BEGIN DATA FOR THIS TASK

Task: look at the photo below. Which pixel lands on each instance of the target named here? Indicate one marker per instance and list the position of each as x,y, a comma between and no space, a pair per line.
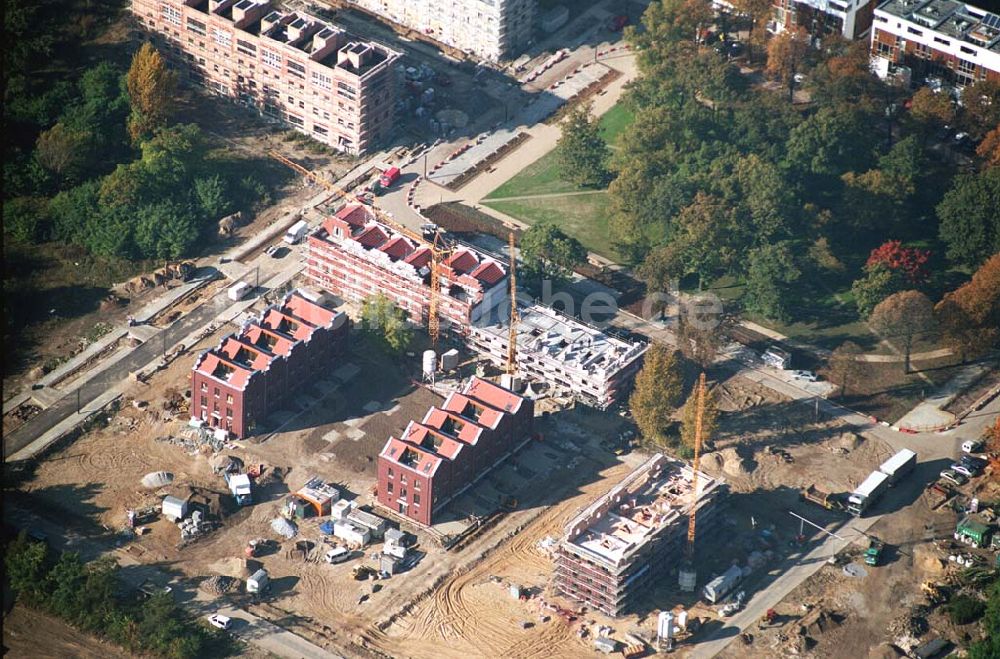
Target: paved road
135,360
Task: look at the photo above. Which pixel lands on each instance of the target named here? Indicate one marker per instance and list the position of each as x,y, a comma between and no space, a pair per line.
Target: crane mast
512,337
438,253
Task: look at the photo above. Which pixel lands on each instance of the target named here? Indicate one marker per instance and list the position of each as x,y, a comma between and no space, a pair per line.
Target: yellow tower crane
512,338
687,577
439,251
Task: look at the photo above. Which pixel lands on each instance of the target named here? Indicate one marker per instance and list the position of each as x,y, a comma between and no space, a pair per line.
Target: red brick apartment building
954,41
251,373
354,256
290,67
437,458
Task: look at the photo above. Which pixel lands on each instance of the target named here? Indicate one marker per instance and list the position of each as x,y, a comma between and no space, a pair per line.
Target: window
222,37
268,58
196,27
171,14
322,81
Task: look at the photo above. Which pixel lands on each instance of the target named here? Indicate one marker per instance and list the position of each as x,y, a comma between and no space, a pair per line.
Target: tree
970,315
60,150
582,152
981,102
150,86
689,416
844,366
548,253
877,284
658,390
902,317
970,224
989,148
931,109
25,561
385,324
771,273
785,57
909,262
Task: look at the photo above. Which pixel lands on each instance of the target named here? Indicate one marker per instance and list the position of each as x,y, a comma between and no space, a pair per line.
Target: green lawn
583,216
543,177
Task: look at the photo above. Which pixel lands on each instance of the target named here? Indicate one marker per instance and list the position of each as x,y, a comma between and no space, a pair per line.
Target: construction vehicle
819,497
874,552
937,493
973,532
362,572
439,250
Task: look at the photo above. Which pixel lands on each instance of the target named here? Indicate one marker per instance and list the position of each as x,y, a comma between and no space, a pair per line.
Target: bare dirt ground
21,638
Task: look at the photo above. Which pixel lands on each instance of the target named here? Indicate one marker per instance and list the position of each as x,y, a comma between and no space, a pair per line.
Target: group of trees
87,596
659,395
715,178
157,203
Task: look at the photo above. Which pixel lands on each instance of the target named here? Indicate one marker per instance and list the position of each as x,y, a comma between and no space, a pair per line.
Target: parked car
220,621
972,446
962,469
953,476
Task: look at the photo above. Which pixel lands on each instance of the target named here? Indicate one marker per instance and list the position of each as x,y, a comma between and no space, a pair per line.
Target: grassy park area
581,212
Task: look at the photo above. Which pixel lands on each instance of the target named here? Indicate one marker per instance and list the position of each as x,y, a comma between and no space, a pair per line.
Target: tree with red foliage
910,262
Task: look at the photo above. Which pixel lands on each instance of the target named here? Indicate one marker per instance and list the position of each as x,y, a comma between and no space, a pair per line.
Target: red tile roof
397,248
493,395
309,311
462,261
453,425
372,236
489,273
431,440
408,455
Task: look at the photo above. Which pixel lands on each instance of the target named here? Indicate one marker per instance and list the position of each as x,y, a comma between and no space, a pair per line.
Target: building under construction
354,255
633,535
573,358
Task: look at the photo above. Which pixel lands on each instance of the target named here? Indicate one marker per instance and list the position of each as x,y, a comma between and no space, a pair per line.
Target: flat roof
958,20
650,499
545,333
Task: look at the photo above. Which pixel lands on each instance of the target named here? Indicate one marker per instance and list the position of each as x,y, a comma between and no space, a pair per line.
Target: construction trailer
634,535
866,494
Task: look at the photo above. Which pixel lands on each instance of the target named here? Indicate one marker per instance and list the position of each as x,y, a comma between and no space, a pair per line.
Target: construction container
258,581
174,509
375,524
352,534
719,587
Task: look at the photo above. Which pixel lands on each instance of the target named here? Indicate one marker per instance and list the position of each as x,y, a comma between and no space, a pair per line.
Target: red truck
388,177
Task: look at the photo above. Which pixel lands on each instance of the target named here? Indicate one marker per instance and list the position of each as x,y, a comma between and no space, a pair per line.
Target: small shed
352,534
377,525
319,495
173,508
341,510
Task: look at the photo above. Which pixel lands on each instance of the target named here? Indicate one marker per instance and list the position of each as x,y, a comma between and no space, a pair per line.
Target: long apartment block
633,535
436,459
850,19
354,256
492,30
957,42
252,373
569,355
290,67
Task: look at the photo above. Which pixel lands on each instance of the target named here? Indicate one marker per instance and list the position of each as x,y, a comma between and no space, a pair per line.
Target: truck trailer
899,465
867,493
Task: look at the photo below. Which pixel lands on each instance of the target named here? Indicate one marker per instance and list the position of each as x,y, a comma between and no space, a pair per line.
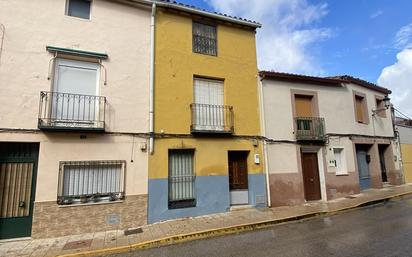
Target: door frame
31,159
321,167
367,147
239,192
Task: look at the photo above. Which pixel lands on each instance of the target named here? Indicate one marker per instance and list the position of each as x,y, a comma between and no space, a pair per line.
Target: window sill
89,204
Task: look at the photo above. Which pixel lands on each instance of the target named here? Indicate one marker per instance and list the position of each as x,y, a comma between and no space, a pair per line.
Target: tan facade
344,137
120,31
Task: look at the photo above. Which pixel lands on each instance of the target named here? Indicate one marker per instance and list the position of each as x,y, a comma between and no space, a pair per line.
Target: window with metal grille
181,179
204,39
78,8
91,181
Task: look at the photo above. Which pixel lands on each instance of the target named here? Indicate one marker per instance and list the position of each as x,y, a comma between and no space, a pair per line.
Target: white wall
405,134
335,105
122,31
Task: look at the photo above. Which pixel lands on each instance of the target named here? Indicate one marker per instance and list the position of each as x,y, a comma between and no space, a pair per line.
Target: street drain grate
350,197
77,244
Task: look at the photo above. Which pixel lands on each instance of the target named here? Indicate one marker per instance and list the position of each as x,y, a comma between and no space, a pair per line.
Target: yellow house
207,155
404,128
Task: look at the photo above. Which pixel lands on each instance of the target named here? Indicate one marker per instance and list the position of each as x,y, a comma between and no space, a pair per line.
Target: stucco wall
176,65
335,105
122,31
405,134
56,147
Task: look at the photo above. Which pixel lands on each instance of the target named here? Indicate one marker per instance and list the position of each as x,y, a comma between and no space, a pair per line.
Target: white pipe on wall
263,129
151,79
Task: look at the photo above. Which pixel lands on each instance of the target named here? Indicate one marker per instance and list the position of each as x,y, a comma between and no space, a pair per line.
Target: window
361,111
75,90
340,161
380,107
204,39
181,179
91,181
209,108
78,8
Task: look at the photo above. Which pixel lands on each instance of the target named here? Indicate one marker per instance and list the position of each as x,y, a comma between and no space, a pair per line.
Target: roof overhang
193,10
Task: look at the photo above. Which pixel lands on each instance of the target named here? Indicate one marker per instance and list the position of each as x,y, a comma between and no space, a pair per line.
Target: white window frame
342,170
75,64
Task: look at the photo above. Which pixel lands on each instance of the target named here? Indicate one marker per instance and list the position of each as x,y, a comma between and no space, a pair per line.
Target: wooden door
311,180
18,168
363,168
238,170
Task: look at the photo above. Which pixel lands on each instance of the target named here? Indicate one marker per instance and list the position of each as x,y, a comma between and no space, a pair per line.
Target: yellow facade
176,66
407,162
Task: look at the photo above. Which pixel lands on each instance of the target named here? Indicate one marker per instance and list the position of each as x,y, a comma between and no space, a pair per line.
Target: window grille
78,8
181,179
91,181
204,39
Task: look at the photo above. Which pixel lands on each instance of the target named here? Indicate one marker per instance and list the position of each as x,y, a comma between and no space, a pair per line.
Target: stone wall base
52,220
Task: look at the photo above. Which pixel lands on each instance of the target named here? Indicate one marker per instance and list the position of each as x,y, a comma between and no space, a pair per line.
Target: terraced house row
116,114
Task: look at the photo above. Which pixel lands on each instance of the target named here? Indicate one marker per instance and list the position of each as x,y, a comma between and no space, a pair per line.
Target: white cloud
287,34
376,14
403,38
397,77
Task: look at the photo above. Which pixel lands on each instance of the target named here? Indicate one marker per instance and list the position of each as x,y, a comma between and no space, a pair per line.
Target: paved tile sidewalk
110,239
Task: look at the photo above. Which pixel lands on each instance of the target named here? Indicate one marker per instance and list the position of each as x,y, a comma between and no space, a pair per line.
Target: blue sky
369,39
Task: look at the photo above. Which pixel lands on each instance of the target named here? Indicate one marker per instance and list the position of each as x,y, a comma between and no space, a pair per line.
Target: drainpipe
263,129
151,79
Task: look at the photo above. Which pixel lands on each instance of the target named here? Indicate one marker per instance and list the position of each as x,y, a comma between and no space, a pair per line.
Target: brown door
303,106
310,172
238,170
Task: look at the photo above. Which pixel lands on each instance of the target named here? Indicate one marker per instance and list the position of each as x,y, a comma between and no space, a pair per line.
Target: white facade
335,104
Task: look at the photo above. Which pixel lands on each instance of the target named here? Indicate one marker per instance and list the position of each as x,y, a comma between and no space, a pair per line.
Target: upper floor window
204,39
380,107
361,110
78,8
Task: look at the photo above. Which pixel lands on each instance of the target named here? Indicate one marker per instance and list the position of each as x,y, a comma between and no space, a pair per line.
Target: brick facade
51,220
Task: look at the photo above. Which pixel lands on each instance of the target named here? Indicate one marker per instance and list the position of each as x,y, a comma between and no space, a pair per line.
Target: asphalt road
381,230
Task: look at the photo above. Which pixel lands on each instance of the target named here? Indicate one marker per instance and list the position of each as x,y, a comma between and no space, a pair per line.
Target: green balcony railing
310,129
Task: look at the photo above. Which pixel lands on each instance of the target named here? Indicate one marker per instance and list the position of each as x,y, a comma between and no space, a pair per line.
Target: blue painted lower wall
212,196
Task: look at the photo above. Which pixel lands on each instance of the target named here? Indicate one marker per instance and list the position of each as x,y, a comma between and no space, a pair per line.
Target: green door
18,170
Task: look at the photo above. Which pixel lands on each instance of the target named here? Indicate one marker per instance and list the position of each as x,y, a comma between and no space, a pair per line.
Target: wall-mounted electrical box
257,158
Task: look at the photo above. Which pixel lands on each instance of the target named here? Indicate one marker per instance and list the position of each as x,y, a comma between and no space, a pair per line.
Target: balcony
310,129
212,119
68,112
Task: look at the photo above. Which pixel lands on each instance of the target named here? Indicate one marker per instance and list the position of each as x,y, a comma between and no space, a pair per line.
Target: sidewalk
188,229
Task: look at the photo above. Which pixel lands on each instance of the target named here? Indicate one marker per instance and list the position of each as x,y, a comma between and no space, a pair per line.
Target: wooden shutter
303,106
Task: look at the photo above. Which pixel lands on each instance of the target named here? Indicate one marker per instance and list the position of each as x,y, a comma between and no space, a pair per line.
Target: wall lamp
386,103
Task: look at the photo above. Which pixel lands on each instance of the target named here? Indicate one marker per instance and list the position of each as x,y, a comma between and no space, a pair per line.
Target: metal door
311,181
18,168
363,169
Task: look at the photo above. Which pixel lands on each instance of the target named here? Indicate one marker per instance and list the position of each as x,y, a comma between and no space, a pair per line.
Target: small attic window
78,8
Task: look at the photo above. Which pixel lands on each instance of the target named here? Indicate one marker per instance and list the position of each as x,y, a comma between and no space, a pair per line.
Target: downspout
151,79
263,129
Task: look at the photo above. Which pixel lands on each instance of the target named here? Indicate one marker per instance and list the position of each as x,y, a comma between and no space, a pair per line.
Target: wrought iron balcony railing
310,129
64,111
217,119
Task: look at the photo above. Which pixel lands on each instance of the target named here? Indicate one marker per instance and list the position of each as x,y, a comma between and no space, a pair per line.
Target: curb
177,239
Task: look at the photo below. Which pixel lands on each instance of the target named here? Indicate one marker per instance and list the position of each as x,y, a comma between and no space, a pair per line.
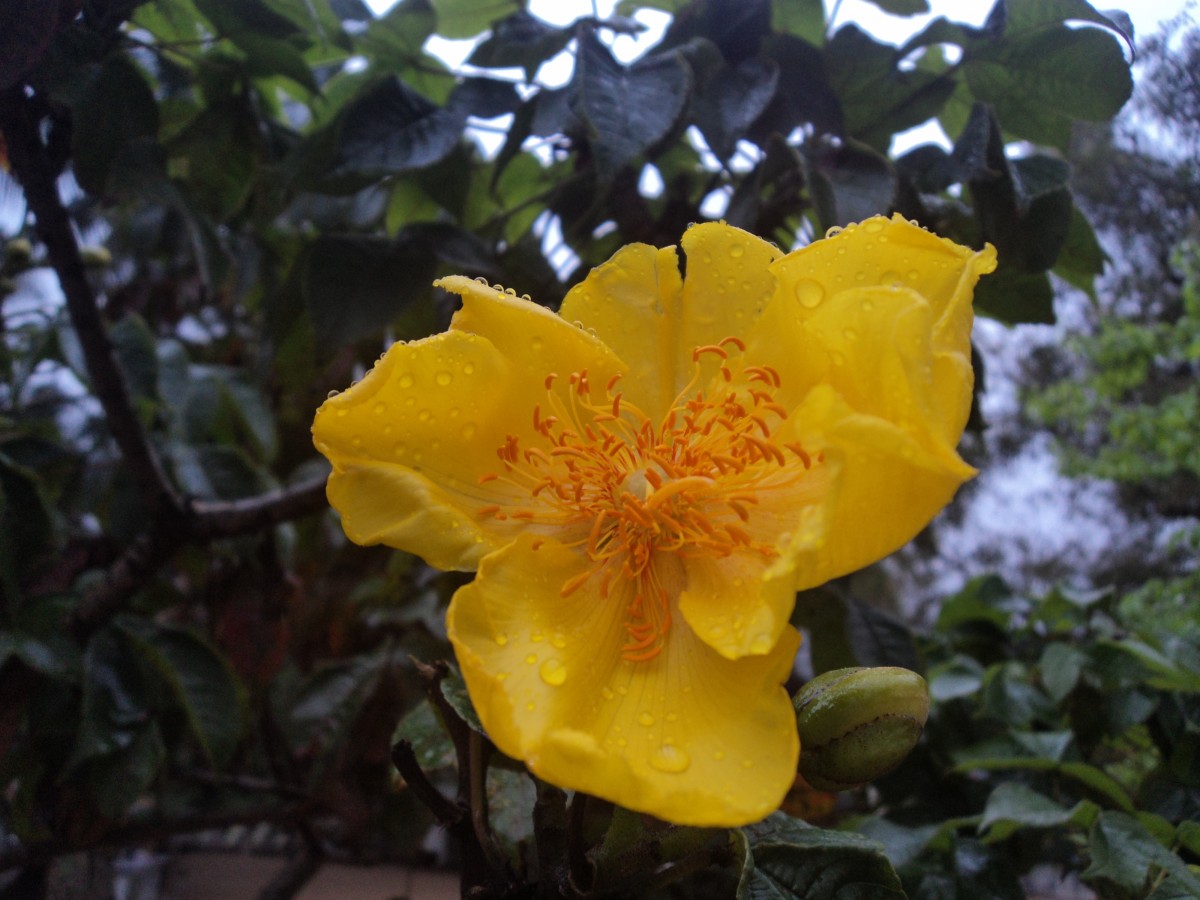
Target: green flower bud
858,724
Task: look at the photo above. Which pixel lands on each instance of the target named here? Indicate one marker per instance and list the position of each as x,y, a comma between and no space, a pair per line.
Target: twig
12,857
33,168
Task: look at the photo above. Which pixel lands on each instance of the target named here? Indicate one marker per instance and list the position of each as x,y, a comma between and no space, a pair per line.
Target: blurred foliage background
219,210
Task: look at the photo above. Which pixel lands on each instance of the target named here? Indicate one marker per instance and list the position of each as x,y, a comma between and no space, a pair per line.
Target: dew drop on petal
670,759
809,293
552,672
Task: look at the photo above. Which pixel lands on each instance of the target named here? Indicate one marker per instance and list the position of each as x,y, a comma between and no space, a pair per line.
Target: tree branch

END DATA FOR THIS TASK

◆ PROBLEM REQUIREMENTS ◆
Show every line of the records above that contains the word "construction", matching case exactly.

◆ REPLY TO THE TASK ◆
Target: construction vehicle
Target: building under construction
Target: construction trailer
Target: construction container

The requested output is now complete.